◆ To do:
Print the records below verbatim, starting at the line that contains "as in (380,127)." and ending at the end of the records.

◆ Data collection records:
····················

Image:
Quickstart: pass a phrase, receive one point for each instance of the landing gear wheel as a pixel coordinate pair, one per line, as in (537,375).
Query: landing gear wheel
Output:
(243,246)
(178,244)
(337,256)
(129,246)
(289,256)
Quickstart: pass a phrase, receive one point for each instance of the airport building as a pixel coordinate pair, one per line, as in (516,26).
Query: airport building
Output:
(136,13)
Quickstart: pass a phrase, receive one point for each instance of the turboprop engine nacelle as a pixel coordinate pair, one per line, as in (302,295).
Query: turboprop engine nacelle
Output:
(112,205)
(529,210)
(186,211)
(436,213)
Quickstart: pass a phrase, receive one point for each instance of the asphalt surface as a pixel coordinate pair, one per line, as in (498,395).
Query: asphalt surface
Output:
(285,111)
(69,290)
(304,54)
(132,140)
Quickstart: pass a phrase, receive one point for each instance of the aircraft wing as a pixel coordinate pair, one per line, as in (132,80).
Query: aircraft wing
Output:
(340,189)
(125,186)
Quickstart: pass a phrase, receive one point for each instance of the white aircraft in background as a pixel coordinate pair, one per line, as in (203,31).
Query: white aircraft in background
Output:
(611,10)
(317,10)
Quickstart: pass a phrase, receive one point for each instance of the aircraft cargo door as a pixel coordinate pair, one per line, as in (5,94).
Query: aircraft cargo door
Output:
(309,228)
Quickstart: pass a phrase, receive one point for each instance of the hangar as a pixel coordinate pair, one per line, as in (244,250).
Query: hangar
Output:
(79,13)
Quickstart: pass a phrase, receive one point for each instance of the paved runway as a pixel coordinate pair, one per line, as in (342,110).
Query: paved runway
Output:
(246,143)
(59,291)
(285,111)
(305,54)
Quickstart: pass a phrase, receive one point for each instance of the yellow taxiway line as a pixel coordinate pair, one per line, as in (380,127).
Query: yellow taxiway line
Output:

····················

◆ Exercise answer:
Quickstart: pass a phrase, receive one point for each instance of the yellow taxiway line as a pixel coordinate pair, one per line, as in (380,127).
Query: yellow taxiway line
Output:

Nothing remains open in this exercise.